- [WRITTEN EXERCISE]
Work out how many of the lines below contain the string "grass". Case counts. Give only the number.

## begin DATA EXCERPTS

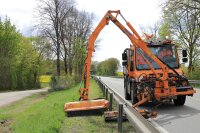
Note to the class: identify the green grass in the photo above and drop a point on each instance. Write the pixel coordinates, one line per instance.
(45, 78)
(43, 113)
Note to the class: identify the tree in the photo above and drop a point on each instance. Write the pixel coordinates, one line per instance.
(76, 30)
(184, 20)
(51, 14)
(17, 59)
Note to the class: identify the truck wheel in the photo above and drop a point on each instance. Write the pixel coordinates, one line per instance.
(126, 94)
(180, 100)
(133, 93)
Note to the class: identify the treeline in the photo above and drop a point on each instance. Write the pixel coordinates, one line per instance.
(18, 59)
(66, 28)
(107, 67)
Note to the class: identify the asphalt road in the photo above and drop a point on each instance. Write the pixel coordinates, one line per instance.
(173, 119)
(9, 97)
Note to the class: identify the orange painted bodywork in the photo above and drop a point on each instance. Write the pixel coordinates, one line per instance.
(134, 38)
(136, 41)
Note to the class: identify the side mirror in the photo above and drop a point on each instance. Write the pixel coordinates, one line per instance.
(184, 60)
(124, 56)
(131, 66)
(184, 53)
(124, 63)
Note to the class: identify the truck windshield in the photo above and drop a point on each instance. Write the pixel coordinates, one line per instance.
(166, 53)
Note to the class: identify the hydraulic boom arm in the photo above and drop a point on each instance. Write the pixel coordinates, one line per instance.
(134, 38)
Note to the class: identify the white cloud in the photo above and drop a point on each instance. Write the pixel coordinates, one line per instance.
(113, 41)
(137, 12)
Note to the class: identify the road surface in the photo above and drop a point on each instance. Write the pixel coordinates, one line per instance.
(173, 119)
(9, 97)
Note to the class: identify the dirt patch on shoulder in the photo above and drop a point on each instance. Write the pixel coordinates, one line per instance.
(5, 126)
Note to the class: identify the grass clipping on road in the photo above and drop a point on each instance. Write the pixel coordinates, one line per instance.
(44, 112)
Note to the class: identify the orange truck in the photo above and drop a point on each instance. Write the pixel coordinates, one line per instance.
(147, 77)
(140, 81)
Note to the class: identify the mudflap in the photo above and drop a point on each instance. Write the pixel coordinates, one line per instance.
(113, 116)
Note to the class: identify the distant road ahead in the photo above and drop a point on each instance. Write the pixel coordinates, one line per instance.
(9, 97)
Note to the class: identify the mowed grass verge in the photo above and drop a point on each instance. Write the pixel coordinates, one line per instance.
(44, 113)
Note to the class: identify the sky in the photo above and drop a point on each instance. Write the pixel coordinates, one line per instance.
(112, 40)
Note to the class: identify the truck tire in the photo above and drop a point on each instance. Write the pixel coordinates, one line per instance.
(133, 93)
(126, 94)
(180, 100)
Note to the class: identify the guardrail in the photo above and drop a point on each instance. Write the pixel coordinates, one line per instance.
(136, 119)
(194, 81)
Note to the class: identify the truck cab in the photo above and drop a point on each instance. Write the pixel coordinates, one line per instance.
(139, 74)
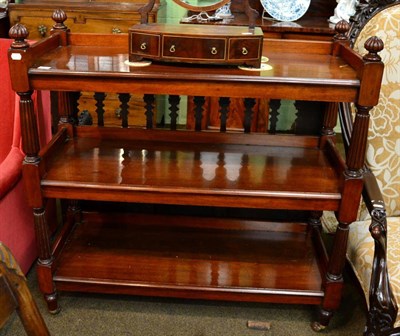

## end DATA EXCERPTS

- [COMPLETED TASK]
3